[SUPPLIED DATA]

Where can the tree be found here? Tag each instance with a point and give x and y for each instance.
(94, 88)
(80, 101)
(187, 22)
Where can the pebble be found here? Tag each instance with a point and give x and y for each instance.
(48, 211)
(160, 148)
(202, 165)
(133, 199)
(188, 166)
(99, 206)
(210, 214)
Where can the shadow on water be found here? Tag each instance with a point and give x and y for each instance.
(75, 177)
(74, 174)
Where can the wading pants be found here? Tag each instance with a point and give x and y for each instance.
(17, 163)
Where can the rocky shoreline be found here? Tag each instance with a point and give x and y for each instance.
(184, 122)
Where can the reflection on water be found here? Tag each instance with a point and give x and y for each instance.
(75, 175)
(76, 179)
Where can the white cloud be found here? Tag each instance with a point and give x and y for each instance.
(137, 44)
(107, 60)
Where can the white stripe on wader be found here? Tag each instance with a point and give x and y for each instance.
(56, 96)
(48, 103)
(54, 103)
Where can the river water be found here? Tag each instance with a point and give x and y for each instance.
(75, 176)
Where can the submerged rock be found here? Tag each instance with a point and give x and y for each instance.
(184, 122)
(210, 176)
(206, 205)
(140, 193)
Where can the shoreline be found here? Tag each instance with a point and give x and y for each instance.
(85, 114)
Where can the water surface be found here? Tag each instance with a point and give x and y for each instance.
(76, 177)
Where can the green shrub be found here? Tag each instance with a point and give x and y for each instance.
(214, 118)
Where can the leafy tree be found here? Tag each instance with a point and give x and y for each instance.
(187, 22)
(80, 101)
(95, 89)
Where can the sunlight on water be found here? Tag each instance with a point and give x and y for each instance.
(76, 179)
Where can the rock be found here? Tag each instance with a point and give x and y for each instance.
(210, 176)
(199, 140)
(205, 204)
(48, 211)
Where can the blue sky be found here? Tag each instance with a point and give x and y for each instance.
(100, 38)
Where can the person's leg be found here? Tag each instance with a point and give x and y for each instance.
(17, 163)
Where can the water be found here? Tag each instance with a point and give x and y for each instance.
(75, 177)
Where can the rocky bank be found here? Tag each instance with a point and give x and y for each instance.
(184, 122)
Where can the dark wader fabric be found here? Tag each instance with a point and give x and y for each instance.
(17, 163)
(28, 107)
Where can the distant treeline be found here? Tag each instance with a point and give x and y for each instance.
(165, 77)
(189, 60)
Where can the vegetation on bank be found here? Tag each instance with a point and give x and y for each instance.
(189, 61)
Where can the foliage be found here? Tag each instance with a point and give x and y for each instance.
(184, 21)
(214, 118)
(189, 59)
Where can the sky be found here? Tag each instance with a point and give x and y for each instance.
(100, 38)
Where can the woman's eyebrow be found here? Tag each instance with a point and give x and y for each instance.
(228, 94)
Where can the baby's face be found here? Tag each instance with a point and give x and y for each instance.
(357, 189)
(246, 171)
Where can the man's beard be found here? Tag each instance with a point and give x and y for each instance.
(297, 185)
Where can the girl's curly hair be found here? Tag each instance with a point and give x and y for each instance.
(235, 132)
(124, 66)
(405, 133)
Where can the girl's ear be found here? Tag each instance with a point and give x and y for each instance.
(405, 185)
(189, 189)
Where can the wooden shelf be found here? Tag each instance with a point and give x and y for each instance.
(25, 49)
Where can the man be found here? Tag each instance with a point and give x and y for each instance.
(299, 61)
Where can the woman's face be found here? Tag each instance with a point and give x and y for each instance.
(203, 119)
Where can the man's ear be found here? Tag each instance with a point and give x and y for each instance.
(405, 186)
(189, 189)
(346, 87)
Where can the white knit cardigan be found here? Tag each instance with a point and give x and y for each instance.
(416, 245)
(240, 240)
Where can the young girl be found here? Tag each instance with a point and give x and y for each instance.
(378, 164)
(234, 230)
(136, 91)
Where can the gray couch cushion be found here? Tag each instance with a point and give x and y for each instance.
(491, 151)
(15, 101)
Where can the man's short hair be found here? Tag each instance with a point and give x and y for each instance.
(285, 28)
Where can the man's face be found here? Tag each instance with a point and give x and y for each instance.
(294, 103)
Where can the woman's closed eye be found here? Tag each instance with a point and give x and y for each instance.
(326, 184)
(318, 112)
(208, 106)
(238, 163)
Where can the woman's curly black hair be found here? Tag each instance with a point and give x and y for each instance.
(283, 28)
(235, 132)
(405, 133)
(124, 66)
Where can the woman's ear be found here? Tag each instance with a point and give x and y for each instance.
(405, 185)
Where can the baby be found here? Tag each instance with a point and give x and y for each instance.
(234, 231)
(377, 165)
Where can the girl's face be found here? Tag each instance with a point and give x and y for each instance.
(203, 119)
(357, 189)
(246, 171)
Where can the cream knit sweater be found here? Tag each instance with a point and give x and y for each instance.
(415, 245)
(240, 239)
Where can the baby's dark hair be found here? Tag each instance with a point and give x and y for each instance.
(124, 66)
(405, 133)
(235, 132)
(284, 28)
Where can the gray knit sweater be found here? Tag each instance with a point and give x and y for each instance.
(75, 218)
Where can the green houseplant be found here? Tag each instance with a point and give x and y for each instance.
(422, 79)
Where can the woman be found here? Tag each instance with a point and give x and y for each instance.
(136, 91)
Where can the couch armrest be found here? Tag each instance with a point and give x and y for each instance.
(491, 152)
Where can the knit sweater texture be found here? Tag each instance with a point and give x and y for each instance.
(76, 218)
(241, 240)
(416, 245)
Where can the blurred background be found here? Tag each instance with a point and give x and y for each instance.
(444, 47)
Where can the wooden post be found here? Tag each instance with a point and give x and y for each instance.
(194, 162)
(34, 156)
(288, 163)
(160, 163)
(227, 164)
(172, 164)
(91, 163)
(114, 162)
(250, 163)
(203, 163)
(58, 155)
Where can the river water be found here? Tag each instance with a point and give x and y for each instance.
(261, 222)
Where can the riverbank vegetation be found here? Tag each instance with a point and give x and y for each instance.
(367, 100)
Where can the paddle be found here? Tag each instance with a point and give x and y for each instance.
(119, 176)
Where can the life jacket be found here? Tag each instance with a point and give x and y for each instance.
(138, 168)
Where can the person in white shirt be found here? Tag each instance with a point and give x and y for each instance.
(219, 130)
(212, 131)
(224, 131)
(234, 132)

[YOUR OBJECTIVE] Pull out every line of the data above and reproduce each one verbatim, in its original order.

[THE RESPONSE]
Where can the tree be found here? Tag each instance with a point and give x and y for each instance.
(94, 88)
(80, 101)
(187, 22)
Where can the pebble be found here? Tag each instance with a point and give x and y for each instance.
(48, 211)
(160, 148)
(202, 165)
(133, 199)
(188, 166)
(99, 206)
(210, 214)
Where can the shadow on water be found here? Tag each instance with a point and give x and y for each instance.
(75, 177)
(74, 174)
Where can the wading pants be found here? Tag each instance with a point and give x and y for each instance.
(17, 163)
Where can the rocky shoreline be found here? Tag each instance with a point and give x and y for each instance.
(184, 122)
Where can the reflection on water be found here? Tag each instance with a point and give x and y for each instance.
(75, 175)
(76, 179)
Where can the white cloud be found here? Tag each instance with a point and give x and y for each instance.
(137, 44)
(107, 60)
Where can the white stripe on wader be found here? Tag each instance with a point and give x and y for each instance.
(56, 96)
(48, 103)
(54, 103)
Where can the river water be found here? Tag each instance with a point and give x and y for each instance.
(75, 176)
Where can the submerged rock be found here? Tag each instance with a point and give x and y for each instance.
(184, 122)
(210, 176)
(206, 205)
(140, 193)
Where can the shoreline be found here? Tag each instance with a point and give x and y for each instance.
(85, 114)
Where can the water surface be found here? Tag each instance with a point and give x and y for each instance.
(76, 177)
Where can the green shrub be found here? Tag each instance with a point and give x and y for each instance.
(214, 118)
Where can the leafy tree be found here? Tag each instance with a point and give x and y for each instance.
(187, 22)
(80, 101)
(95, 89)
Where can the sunlight on water be found here? Tag each instance with a point and give x and y for each instance.
(76, 179)
Where can the rock be found here? Tag each instance with a point and give x and y for each instance.
(210, 176)
(199, 140)
(205, 204)
(48, 211)
Where can the blue sky be found here? Tag each instance with a point and give x and y for each instance.
(100, 38)
Where can the person's leg be found here? Tag each instance with a point and give x and y for each instance.
(17, 163)
Where can the water be found here? Tag each instance with a point and give x and y for each instance.
(75, 177)
Where can the rocky bank be found here? Tag each instance with a point and give x and y for each instance.
(184, 122)
Where can the dark wader fabric be found here? Tag each instance with a point and give x and y for each instance.
(17, 163)
(28, 107)
Where can the distant treeline be found here? Tag each instance with a point and give x and y for each instance.
(165, 77)
(189, 60)
Where can the vegetation on bank be found here? Tag each instance with a point and give x and y for each instance.
(189, 61)
Where can the foliage be found here? Tag each instance with a point and give x and y for each instance.
(184, 21)
(214, 118)
(189, 59)
Where can the sky be found here? Tag each instance with a point and give x and y for each instance.
(100, 38)
Where can the woman's eyebrow be found here? Tag each instance with a point and give x and y for each instance.
(228, 94)
Where can the baby's face be found here? Tag each instance with a point and give x and y for each instance.
(357, 189)
(246, 171)
Where can the man's beard be found here? Tag each instance with a point and give x and y for each instance.
(297, 185)
Where can the girl's curly hair be found here? Tag each instance with a point and give x and y for each instance.
(235, 132)
(124, 66)
(405, 133)
Where can the girl's ear be found here? Tag each instance with a point and give x and y for each instance.
(405, 185)
(189, 189)
Where can the wooden shelf be found here? Tag each instance with a point and give x and y for each instance.
(25, 49)
Where can the man be found here? Tag each instance with a point and give x and y for each instance.
(299, 61)
Where can the woman's face be found here? Tag each instance with a point and give x and y for each instance.
(203, 119)
Where can the man's ear be found here? Tag each instance with a point and give x and y for each instance.
(405, 186)
(189, 189)
(346, 87)
Where can the white knit cardigan be found here? Tag each instance with a point and give x and y for each instance.
(416, 245)
(240, 240)
Where can the young girl be found here? Tag each instance with a point and give x and y for each instance.
(378, 164)
(234, 230)
(136, 91)
Where can the gray couch cushion be found here? Tag each instance with a point and give x and y for each instance.
(491, 151)
(15, 101)
Where can the man's short hair be found here? Tag each instance with a point and give x and y for each instance.
(285, 28)
Where can the man's face be found here? Tag each instance with a point and give x and y for each instance.
(294, 103)
Where can the woman's closed eye be found here? Tag each instance with a point and give x and y for each instance.
(326, 184)
(318, 112)
(208, 106)
(238, 163)
Where can the woman's curly black hair be found here? Tag each instance with a point and give x and y for each instance.
(283, 28)
(235, 132)
(405, 133)
(124, 66)
Where can the woman's ear be found here? Tag each instance with a point and give x and y for each instance.
(405, 185)
Where can the baby be found here? Tag each instance with a point and give x and y for each instance.
(234, 231)
(377, 165)
Where can the girl's face be found here? Tag each instance with a point and give x and y for each instance.
(203, 119)
(357, 189)
(246, 171)
Where can the cream knit sweater be found here? Tag each instance with a point and give x and y for each instance.
(415, 245)
(240, 239)
Where can the baby's dark hair be found here? Tag each instance with a point and give x and y for each instance.
(124, 66)
(405, 133)
(235, 132)
(284, 28)
Where can the gray knit sweater be found here? Tag each instance with a point and give x and y for each instance.
(75, 218)
Where can the green houseplant be found here? Tag each instance with a point and give x and y for each instance.
(422, 79)
Where can the woman be found here? Tag each instance with a point and give x and y for each instance.
(136, 91)
Where can the couch armrest be found here? Tag each instance with a point and give x and y for each instance.
(491, 152)
Where can the knit sweater texture be found here? Tag each instance with a point and give x and y for each instance.
(76, 218)
(241, 240)
(416, 245)
Where can the blurred background be found here? Tag each instance with a point and give x and y for each instance.
(444, 47)
Where can the wooden post be found here? Tag each instance with a point and give x and y for each instance.
(194, 162)
(34, 156)
(288, 163)
(160, 163)
(227, 164)
(172, 164)
(91, 163)
(114, 162)
(250, 163)
(203, 163)
(58, 155)
Where can the river water be found here? Tag each instance with a point and give x and y for each instance.
(261, 222)
Where can the riverbank vegetation be found here? Tag each instance with a point and give x and y for each instance.
(367, 100)
Where can the paddle be found here? Tag each instance with a point and give x and y for each instance.
(119, 176)
Where can the life jacket be found here? Tag each instance with a point and give x and y for each instance.
(138, 168)
Where can the person in white shirt be found here? Tag each instance with a point and give x and y for each instance.
(219, 130)
(212, 131)
(224, 131)
(234, 132)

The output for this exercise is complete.